EDF évalue à au moins 7,5 milliards d'euros le coût unitaire d'éventuels nouveaux réacteurs EPR, selon un document interne dont le quotidien Le Monde a révélé le teneur le 9 novembre. «EDF calcule que six réacteurs EPR construits par paires, financés sur une durée d'environ vingt ans, coûteraient au moins 46 milliards d'euros. Soit entre 7,5 et 7,8 milliards d'euros par réacteur», souligne le quotidien.

Ces six réacteurs correspondent à l’un des scénarios pour lequel les ministres de la Transition écologique et de l’Economie Elisabeth Borne et Bruno Le Maire ont récemment demandé une estimation à Jean-Bernard Lévy, PDG de l’électricien national. Contacté par l'AFP, EDF s'est refusé à tout commentaire, mais une source syndicale interne a confirmé les ordres de grandeur évoqués dans l’article du Monde. Elle a aussi insisté sur la réduction des coûts qu'ils représenteraient par rapport à ceux constatés actuellement en Europe, plutôt aux environ de 12 milliards d’euros par réacteur.

C’est par exemple le cas de celui que construit EDF à Flamanville, au bord de la Manche, et dont le coût annoncé était initialement de 3,3 milliards d’euros en 2006, face à des offres commerciales concurrentes alors comparables. Il devrait en outre être livré d’ici la fin 2021, soit avec près de 10 ans de retard.

«Ce n'est pas les Français qui vont payer ces retards»

Et c’est seulement après sa mise en service que le gouvernement français, qui se rapprocherait de la fin de la mandature actuelle, prendrait éventuellement la décision de construire ces six nouveaux réacteurs pour remplacer une partie du parc actuel, dont près de la moitié se rapproche de sa fin de vie.

A quelque 400 kilomètres plus au nord-ouest, EDF est aussi à la peine sur la construction de deux réacteurs de la même génération pour la centrale d’Hinkley Point, en Angleterre, dont les délais et les coûts ont également dérapé pour aboutir à une facture elle aussi proche de 12 milliards d’euros l’unité. Ces dépassements ont toutes les chances d’être à la charge d’EDF, malgré les déclarations de Bruno Le Maire, fin septembre, qui affirmait lors de la dernière réévaluation du coût du chantier d’Hinkley Point : «Ce n'est pas les Français qui vont payer ces retards».
________________________________________
▶ **À faire**
(a) Dans l'article sur le coût des réacteurs EPR, renvoyez sans rien changer tout le passage qui va de «Ces six réacteurs» jusqu'à «ans de retard.» inclus.
(b) Prolongez l'article sur le coût des réacteurs EPR d'EDF après sa dernière phrase.
Les données n'interviennent pas dans ce travail.

▶ **Données fournies**
________________________________________
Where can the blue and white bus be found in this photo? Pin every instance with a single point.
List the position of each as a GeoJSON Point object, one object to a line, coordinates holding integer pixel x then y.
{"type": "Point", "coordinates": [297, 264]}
________________________________________
▶ **Les réponses**
(a)
Ces six réacteurs correspondent à l’un des scénarios pour lequel les ministres de la Transition écologique et de l’Economie Elisabeth Borne et Bruno Le Maire ont récemment demandé une estimation à Jean-Bernard Lévy, PDG de l’électricien national. Contacté par l'AFP, EDF s'est refusé à tout commentaire, mais une source syndicale interne a confirmé les ordres de grandeur évoqués dans l’article du Monde. Elle a aussi insisté sur la réduction des coûts qu'ils représenteraient par rapport à ceux constatés actuellement en Europe, plutôt aux environ de 12 milliards d’euros par réacteur.

C’est par exemple le cas de celui que construit EDF à Flamanville, au bord de la Manche, et dont le coût annoncé était initialement de 3,3 milliards d’euros en 2006, face à des offres commerciales concurrentes alors comparables. Il devrait en outre être livré d’ici la fin 2021, soit avec près de 10 ans de retard.

(b)
Or les Français pourraient payer en fin de compte beaucoup plus, car l’entreprise nationale détenue à près de 84% par l’Etat est dans une situation financière préoccupante. Certes, les comptes de 2018 présentent un résultat net (part du groupe) positif de 1,2 milliard d’euros, mais le groupe reconnaît aussi un endettement financier net de 33,4 milliards d’euros. Même si ce montant n’était pas sous-estimé, il représenterait déjà près de 120% de la valeur boursière du groupe (28,22 milliards d’euros au cours de clôture du 11 novembre) dont l’action est passée de 32 euros lors de son introduction en bourse en novembre 2005 à environ 9,25 euros actuellement.

110 milliards d'euros d'investissements d'ici 2033

Mais à elle seule, la construction de ces six réacteurs serait insuffisante pour faire face au renouvellement du parc nucléaire actuel et à sa mise en conformité avec les réglementations de sécurité renforcées, notamment depuis Fukushima. En 2014 déjà la Cour des comptes évaluait ces investissements à 110 milliards d’ici 2033.  

En outre, l’électricien public est structurellement pénalisé par des règles visant à faire émerger un secteur concurrentiel en France. Dans une interview accordée au Monde à la mi-octobre, le PDG d'EDF Jean-Bernard Lévy avançait que ce système mis en place «pour faire émerger des concurrents et pénaliser EDF [avait] atteint un niveau de pénalisation qui se retourne contre le contribuable, contraint de renflouer EDF». 

EDF doit, en effet, livrer à ses concurrents des mégawatheures à un prix d’environ 40 euros alors que le dernier rapport de la Cour des comptes estime que le coût de production réel du mégawattheure se situe au-dessus de 54 euros.

Vers la fin du kilowattheure bon marché

Surtout, le nucléaire, qui a longtemps eu la réputation de fournir aux Français un kilowattheure bon marché, est maintenant regardé comme une énergie chère. Au point que dans l’édition du 10 novembre de l’Emission politique de France Inter, France Télévisions et Le Monde, la ministre de la Transition écologique Elisabeth Borne a annoncé qu’elle demanderait aussi à EDF de «réfléchir» à son rôle au cas où un scénario «100% énergies renouvelables» serait retenu à terme pour la fourniture d'électricité en France, au dépens de nouvelles centrales nucléaires.

Or, en juin 2019, un consortium emmené par EDF Energies Nouvelles, allié à l’allemand Innogy et au canadien Enbridge, a été retenu pour la construction d’un champ éolien en mer, à 10 kilomètres au large de Cherbourg, composé de 45 machines d’une puissance totale de près de 600 MW. Il est prévu pour une entrée en service en 2026, et pour un coût de production du mégawattheure annoncé à 50 euros (contre 54 actuellement pour le nucléaire selon les calculs de la Cour des comptes).

L’électricien public français se retrouve donc aujourd’hui dans la situation peu enviable d’une entreprise industrielle surendettée dont les choix stratégiques sont soumis aux aléas de la politique. Il est de surcroît largement lié à une technologie à la fois potentiellement dangereuse et de moins en moins performante économiquement, tout en ayant l’obligation de vendre à perte à ses concurrents, tandis que les investisseurs privés lui ont massivement retiré leur confiance.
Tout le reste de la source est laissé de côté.